Exercise material:
+++
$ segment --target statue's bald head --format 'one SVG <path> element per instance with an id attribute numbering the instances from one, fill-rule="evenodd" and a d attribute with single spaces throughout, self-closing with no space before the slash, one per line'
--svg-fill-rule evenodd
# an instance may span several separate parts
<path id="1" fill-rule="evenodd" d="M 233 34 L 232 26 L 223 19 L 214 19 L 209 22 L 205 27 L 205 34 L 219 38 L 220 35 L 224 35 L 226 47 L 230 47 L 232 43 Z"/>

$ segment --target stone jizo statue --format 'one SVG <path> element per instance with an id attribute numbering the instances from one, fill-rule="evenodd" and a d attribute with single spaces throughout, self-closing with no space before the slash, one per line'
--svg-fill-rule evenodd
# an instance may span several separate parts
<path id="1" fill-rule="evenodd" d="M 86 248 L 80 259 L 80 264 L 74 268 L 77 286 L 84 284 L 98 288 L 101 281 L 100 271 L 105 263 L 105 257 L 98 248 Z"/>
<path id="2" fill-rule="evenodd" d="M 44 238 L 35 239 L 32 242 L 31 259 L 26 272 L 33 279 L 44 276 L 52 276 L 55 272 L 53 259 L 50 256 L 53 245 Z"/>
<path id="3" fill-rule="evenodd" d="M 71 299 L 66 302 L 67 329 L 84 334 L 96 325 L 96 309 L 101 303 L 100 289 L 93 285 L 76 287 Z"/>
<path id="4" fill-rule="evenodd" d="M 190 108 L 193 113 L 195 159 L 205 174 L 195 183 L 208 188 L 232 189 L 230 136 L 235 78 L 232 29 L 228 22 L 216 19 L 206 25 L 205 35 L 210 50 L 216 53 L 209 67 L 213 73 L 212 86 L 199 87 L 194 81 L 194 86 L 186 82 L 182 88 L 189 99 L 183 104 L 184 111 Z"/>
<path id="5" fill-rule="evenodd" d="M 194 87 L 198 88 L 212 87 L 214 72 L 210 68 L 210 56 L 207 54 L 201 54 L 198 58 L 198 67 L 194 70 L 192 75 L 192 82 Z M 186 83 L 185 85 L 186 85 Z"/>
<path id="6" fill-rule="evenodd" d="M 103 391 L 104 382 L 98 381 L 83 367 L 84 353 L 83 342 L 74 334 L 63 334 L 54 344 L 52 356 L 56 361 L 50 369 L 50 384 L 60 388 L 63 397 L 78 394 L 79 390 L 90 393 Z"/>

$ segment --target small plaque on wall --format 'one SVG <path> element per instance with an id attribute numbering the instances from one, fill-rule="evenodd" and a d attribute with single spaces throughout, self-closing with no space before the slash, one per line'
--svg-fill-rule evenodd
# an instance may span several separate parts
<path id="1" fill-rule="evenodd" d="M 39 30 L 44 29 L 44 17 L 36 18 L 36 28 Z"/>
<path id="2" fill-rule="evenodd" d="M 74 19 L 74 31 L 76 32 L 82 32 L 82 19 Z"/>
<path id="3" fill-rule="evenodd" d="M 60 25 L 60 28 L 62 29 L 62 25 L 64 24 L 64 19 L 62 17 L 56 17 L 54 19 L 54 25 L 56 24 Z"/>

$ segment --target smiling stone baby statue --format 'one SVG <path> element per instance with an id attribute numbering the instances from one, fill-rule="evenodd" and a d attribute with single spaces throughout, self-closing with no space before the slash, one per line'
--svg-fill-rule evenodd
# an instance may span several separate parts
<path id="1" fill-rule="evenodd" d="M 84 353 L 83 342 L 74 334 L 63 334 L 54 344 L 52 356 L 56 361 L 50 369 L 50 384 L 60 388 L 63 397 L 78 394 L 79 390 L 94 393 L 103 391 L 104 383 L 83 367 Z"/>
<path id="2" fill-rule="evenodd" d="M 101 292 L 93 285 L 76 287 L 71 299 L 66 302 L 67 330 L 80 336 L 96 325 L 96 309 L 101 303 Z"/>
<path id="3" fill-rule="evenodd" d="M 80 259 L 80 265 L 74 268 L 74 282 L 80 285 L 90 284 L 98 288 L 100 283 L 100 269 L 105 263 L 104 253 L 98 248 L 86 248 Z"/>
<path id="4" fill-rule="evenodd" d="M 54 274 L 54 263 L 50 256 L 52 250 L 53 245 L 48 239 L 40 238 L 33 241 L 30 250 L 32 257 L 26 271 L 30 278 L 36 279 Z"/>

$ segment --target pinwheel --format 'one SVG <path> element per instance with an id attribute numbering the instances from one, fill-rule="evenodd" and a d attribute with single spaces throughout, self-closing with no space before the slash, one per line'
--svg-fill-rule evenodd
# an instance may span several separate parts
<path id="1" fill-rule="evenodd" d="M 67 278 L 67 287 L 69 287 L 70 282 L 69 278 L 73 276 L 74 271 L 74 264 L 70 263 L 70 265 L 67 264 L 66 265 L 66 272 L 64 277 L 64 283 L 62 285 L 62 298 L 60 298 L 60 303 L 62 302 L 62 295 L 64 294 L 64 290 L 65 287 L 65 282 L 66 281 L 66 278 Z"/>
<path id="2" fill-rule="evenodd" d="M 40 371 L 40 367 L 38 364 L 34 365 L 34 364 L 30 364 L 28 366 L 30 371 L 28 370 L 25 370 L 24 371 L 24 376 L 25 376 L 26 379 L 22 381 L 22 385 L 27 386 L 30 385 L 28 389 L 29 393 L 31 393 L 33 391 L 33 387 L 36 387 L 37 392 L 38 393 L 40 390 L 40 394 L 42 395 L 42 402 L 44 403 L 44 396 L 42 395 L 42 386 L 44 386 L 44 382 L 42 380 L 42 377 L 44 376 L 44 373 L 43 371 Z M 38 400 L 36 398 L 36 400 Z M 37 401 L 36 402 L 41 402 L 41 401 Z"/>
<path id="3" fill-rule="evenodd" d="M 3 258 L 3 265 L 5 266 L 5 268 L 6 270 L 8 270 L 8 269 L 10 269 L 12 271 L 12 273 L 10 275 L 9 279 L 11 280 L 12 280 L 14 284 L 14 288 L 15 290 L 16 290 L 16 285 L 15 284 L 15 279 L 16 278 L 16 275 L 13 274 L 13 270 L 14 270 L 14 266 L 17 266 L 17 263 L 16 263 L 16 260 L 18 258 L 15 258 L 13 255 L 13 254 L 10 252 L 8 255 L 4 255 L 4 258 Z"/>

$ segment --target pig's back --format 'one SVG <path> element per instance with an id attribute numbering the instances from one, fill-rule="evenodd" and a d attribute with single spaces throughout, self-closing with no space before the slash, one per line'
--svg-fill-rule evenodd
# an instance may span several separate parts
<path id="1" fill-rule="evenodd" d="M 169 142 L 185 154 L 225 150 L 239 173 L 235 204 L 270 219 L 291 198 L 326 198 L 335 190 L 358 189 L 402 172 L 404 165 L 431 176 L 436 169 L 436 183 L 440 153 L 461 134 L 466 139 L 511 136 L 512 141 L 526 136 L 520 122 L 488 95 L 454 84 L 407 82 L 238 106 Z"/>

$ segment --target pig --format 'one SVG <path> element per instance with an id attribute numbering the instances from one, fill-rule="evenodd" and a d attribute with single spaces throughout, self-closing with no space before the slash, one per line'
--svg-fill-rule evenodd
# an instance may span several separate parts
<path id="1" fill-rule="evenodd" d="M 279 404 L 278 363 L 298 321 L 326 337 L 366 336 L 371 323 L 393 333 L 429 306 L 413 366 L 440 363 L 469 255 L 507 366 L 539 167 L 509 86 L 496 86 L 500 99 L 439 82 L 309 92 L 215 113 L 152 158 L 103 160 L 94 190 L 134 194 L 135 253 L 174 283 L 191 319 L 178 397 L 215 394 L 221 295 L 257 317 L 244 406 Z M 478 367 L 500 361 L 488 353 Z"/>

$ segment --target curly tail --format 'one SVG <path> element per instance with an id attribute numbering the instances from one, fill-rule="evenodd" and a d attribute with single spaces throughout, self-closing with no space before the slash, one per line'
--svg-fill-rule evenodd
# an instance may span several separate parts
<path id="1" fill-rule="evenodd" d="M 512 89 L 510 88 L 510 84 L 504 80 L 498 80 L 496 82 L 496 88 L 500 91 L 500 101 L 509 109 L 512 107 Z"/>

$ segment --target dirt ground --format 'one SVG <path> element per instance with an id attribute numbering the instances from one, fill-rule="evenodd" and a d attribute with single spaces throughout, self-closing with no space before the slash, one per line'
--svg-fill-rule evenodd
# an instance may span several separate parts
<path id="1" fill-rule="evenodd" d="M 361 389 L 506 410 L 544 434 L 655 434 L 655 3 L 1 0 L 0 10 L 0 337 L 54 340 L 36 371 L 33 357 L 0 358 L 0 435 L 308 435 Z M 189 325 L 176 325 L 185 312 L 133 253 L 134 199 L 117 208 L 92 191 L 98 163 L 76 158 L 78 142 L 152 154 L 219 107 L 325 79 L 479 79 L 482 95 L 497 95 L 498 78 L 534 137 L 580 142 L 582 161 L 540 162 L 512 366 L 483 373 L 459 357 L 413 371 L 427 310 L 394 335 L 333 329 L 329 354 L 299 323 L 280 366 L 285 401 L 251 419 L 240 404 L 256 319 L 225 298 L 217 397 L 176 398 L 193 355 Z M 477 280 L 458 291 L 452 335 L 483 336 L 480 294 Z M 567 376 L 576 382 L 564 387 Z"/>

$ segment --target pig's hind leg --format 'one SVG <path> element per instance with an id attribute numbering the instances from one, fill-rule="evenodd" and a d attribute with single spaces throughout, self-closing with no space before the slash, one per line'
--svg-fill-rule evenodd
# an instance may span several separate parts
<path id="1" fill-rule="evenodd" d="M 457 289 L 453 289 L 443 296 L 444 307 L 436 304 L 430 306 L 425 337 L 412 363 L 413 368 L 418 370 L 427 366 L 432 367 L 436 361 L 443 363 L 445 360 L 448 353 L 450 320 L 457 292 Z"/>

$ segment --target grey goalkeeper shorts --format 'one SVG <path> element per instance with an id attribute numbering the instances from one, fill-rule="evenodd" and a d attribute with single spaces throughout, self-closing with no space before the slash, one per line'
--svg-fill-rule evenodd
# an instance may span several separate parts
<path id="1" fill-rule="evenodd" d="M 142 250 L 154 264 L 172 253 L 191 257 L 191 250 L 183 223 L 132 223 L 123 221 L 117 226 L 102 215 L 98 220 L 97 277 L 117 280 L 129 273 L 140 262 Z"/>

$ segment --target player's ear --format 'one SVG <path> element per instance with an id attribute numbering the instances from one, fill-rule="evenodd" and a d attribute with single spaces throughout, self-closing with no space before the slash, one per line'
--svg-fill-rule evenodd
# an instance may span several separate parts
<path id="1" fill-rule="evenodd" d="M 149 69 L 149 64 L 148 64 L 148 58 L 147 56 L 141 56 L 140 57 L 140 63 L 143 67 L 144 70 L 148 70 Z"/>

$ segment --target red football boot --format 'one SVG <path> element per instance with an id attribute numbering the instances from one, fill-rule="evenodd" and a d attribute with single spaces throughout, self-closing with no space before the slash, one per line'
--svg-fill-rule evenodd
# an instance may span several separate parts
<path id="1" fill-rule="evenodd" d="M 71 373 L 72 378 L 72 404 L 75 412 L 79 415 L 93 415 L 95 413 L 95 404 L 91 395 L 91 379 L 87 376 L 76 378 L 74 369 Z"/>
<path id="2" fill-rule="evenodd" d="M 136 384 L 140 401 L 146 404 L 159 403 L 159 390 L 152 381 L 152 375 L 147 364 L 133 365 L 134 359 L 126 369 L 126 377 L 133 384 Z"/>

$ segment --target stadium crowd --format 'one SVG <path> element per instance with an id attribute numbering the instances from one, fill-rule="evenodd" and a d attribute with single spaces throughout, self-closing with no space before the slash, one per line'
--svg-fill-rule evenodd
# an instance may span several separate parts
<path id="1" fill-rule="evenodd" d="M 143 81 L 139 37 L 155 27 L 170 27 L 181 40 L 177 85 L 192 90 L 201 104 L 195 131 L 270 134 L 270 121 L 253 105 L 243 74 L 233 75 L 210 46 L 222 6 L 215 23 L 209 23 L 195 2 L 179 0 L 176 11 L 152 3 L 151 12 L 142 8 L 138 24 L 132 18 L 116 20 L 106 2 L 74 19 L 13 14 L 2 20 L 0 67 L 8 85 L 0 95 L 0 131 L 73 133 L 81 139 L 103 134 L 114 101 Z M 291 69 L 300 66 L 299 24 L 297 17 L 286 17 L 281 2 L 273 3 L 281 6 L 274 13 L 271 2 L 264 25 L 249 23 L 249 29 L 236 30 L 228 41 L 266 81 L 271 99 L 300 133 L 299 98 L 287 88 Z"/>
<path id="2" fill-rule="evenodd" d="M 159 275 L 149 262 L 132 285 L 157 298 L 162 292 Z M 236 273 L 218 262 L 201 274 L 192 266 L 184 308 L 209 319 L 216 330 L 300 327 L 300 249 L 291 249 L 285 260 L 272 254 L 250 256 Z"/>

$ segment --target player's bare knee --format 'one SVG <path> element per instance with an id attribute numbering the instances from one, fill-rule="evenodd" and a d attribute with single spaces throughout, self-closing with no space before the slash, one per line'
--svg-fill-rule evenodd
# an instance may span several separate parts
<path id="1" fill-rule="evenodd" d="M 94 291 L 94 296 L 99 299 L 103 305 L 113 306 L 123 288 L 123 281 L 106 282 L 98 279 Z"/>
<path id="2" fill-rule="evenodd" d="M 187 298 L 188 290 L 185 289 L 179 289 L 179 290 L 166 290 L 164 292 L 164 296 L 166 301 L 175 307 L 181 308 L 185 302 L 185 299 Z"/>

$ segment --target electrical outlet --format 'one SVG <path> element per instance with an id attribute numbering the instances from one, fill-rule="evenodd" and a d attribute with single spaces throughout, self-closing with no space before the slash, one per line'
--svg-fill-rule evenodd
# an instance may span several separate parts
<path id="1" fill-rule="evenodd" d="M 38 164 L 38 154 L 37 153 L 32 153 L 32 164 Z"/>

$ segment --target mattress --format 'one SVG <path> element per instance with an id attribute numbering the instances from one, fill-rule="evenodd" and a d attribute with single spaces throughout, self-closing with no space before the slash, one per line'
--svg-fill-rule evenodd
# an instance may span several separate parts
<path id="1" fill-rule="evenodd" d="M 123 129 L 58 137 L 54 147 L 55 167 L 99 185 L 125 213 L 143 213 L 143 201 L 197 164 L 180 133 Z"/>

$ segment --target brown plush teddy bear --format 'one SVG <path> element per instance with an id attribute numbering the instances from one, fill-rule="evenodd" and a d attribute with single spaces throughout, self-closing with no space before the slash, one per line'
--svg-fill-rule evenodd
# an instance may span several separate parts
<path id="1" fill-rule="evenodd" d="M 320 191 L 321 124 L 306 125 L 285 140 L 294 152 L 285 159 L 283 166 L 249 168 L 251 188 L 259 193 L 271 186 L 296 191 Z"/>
+++
Objective: Rewrite the lines from the one containing "--target pig --format" through the one containing "512 89 L 510", replacing "separate parts" with "distinct parts" everywhere in them and changing nothing else. Give back only those lines.

Exercise output:
$ segment --target pig --format 'one SVG <path> element per instance with an id attribute numbering the instances from one, fill-rule="evenodd" and a d attribute with single spaces throughout, self-closing with no space before the slash, one per line'
--svg-fill-rule evenodd
# an instance may span several distinct parts
<path id="1" fill-rule="evenodd" d="M 279 404 L 278 363 L 298 321 L 326 337 L 366 336 L 371 323 L 393 333 L 429 306 L 413 366 L 440 363 L 469 255 L 507 366 L 539 167 L 509 86 L 496 86 L 500 99 L 439 82 L 309 92 L 215 113 L 152 158 L 103 160 L 94 190 L 134 194 L 135 253 L 174 283 L 191 319 L 178 397 L 215 394 L 221 295 L 257 317 L 244 406 Z M 478 367 L 500 361 L 488 353 Z"/>

$ segment --target curly tail --format 'one SVG <path> element per instance with an id attribute numbering the instances from one, fill-rule="evenodd" and a d attribute with single spaces throughout, self-closing with no space before the slash, one per line'
--svg-fill-rule evenodd
# an instance may span several distinct parts
<path id="1" fill-rule="evenodd" d="M 512 89 L 510 88 L 510 84 L 504 80 L 498 80 L 496 82 L 496 88 L 500 91 L 500 101 L 509 109 L 512 107 Z"/>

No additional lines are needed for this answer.